#### [What is required]
Count the lines in the data below that contain the string "type", where uppercase and lowercase letters count as different. Give only the number.

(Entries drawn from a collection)
_ _ _ _

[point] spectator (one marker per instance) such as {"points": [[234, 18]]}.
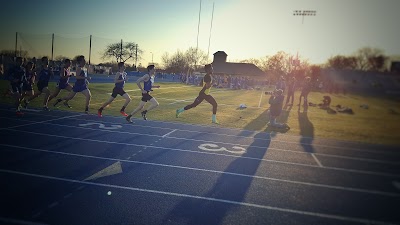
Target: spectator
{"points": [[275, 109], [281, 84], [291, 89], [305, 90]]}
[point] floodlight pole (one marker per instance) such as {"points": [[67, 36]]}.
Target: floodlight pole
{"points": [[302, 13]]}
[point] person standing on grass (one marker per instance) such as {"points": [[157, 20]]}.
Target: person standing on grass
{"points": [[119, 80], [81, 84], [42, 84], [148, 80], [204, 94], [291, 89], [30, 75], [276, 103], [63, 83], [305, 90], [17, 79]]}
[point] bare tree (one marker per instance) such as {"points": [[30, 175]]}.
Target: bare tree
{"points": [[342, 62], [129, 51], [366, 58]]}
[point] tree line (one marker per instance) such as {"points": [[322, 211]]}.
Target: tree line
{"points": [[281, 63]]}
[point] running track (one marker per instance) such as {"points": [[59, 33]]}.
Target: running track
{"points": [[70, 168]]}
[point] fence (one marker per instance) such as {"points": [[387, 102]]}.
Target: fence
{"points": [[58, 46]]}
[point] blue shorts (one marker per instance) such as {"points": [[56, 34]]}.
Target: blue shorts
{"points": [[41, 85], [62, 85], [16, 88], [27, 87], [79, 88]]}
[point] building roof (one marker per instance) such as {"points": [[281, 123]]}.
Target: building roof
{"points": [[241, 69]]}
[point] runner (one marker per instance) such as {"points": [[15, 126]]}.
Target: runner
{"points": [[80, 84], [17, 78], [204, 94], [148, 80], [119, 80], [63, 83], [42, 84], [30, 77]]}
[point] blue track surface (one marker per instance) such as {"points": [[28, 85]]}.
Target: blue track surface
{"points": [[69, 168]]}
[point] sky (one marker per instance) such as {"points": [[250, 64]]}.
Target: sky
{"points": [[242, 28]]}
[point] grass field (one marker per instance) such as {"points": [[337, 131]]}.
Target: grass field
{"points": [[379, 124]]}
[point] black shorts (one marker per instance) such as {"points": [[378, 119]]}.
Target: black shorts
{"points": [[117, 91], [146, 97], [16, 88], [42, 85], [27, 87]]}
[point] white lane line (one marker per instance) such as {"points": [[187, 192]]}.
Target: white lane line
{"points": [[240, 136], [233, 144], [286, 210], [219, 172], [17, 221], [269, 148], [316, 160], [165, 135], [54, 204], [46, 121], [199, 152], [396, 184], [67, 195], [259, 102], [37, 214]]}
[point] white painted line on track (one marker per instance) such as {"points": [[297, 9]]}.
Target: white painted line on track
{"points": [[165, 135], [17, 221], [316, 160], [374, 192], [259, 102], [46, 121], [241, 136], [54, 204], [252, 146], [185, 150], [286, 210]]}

_ _ _ _

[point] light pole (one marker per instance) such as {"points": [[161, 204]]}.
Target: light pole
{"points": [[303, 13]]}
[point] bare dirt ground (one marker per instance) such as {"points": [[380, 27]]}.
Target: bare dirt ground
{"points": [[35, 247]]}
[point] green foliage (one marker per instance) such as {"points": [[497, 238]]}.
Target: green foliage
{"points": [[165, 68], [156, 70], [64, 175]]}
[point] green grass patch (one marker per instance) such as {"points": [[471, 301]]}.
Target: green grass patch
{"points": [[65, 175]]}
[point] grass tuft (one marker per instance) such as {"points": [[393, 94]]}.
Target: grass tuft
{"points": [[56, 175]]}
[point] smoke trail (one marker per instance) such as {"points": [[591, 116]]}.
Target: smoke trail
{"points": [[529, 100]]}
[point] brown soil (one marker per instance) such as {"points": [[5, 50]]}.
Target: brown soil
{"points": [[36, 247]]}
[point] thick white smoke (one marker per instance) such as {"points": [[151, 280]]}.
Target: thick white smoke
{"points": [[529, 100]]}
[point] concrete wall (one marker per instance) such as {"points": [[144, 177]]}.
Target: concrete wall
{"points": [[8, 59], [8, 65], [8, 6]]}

_ _ _ _

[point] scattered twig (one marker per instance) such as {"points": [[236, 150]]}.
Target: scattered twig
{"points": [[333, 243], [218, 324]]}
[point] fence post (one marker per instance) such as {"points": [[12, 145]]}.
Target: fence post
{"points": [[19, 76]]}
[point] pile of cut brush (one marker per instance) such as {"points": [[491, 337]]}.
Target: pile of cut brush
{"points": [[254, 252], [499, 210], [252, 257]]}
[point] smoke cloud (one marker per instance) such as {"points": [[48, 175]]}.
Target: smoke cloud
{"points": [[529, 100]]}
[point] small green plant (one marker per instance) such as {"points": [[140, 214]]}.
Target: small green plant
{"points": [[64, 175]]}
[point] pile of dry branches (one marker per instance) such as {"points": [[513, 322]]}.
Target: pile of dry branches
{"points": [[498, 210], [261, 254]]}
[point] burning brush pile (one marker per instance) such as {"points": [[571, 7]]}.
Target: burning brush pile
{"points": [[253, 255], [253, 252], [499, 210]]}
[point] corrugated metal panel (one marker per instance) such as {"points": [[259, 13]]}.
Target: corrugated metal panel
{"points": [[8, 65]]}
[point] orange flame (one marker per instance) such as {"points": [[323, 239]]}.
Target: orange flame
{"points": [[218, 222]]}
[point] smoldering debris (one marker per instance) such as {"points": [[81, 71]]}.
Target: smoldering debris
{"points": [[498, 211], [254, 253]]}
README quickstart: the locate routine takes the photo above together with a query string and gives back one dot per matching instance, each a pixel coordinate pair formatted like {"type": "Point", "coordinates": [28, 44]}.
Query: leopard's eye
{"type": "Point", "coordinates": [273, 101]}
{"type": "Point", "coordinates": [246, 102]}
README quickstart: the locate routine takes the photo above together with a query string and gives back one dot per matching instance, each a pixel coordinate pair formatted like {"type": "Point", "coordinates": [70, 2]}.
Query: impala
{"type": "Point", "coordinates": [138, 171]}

_ _ _ _

#### [Response]
5